Obrigado primo! Bom contar com sua leitura qualificada e generosa. Sei do seu amor pelo cinema. Grande abraço.
Carlos Emerenciano
27.4.12
Postado por
Sávio Hackradt
CINEMA
Carlos
Emerenciano*
Em
1921, Graciliano Ramos questionava: “Mas por que o futebol? Não seria,
porventura, melhor exercitar-se a mocidade em jogos nacionais, sem mescla de
estrangeirismo, o murro, o cacete, a faca de ponta, por exemplo?” O escritor
acreditava que o esporte bretão não passaria de modismo de nossa juventude. “Um
entusiasmo de fogo de palha capaz de durar bem um mês”, sentenciou.
A
despeito da lucidez e do brilhantismo de Graciliano, não é preciso dizer que
ele errou feio. O futebol não apenas fincou bandeira em terras brasileiras, mas
também aqui foi transformado. De início, praticado por jovens ricos, logo
ganhou todos os cantos e alcançou todas as classes sociais. Nas periferias,
Brasil afora, meninos pobres, acostumados a correr e a driblar os obstáculos da
vida, introduziram a ginga no soccer. Bolas de meia, campos de terra, pés
descalços. Inventaram dribles que se assemelhavam a passos de capoeira.
Houve,
então, a partir da década de 20, com a aceitação de negros nos clubes, uma
inversão. O nobre esporte bretão, praticado por jovens da sociedade, ao modo
dos seus inventores (com cintura dura e respeito excessivo à bola), passou a
ser do povo, praticado pela classe operária, em campos de terra batida, nos
cais dos portos, nos pátios das fábricas. Os filhos desses trabalhadores
passaram a brincar e a sonhar com o futebol. Craques que iriam surgir no
futuro.
______
Instruções da tarefa -> No trecho sobre o futebol no Brasil, por que o autor afirma que Graciliano Ramos "errou feio"? Explique com base no que o trecho diz.

Linhas de dados sobre onde os objetos aparecem ->
______
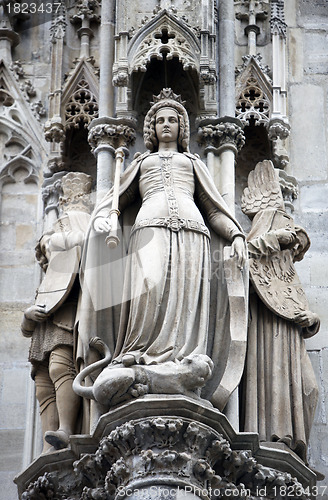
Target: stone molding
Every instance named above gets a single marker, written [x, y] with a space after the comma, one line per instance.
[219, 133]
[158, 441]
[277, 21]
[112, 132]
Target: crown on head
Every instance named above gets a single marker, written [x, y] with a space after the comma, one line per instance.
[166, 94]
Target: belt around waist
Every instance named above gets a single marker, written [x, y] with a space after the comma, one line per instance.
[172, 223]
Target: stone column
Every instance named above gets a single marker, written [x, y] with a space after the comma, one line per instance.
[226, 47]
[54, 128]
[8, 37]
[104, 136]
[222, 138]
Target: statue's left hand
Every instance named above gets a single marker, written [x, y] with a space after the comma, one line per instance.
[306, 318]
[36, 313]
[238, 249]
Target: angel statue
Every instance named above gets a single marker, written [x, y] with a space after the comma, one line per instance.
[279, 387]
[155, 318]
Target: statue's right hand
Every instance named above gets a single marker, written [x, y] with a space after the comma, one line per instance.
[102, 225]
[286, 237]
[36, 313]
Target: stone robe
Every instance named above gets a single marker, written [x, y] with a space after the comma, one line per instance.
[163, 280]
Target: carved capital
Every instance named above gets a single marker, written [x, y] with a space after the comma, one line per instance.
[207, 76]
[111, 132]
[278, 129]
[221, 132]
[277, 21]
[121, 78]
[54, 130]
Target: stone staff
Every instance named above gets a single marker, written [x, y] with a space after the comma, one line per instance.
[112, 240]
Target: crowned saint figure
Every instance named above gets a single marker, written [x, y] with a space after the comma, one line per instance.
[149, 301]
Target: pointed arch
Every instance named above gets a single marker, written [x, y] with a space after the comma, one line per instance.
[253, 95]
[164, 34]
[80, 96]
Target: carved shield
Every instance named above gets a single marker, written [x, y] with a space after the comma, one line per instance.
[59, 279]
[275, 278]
______
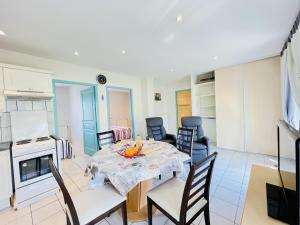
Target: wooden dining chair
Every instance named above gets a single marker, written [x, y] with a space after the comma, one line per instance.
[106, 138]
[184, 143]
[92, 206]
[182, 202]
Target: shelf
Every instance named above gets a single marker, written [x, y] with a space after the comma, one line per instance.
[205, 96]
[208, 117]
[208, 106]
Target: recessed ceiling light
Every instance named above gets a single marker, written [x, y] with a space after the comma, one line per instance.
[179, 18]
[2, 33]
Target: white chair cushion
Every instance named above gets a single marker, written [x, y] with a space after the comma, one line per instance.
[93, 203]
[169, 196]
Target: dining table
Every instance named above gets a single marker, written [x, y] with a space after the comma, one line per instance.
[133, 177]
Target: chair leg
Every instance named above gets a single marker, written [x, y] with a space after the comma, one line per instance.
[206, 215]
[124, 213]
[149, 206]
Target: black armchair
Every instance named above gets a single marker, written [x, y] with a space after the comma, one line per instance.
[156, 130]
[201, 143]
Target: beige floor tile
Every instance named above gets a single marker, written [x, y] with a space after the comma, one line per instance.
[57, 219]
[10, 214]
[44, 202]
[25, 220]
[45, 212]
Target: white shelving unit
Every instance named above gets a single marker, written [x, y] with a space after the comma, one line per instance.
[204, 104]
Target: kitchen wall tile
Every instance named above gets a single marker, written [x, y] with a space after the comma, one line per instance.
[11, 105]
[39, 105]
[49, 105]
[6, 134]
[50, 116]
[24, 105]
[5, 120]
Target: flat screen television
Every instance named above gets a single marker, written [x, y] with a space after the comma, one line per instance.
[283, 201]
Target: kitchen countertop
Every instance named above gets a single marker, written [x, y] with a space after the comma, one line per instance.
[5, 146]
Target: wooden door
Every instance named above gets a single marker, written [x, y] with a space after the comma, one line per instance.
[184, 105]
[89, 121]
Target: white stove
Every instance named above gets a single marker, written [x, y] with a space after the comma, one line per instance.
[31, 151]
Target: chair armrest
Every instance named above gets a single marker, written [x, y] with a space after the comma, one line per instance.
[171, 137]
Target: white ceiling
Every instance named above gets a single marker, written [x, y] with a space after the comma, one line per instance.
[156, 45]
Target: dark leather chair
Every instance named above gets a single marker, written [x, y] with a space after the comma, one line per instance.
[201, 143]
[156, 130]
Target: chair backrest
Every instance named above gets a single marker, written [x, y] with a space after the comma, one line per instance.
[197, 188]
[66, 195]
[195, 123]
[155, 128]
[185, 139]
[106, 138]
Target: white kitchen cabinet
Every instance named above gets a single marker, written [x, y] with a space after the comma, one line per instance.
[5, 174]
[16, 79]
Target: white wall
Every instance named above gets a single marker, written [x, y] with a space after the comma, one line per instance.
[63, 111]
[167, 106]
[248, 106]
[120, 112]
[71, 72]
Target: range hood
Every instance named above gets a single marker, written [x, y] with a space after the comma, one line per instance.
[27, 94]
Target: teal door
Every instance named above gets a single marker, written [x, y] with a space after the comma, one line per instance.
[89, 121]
______
Resposta desenvolvida -> Graciliano previa que o futebol seria um modismo passageiro, mas o esporte se firmou no Brasil e aqui foi transformado. Começou praticado por jovens ricos e logo chegou a todos os cantos e a todas as classes sociais.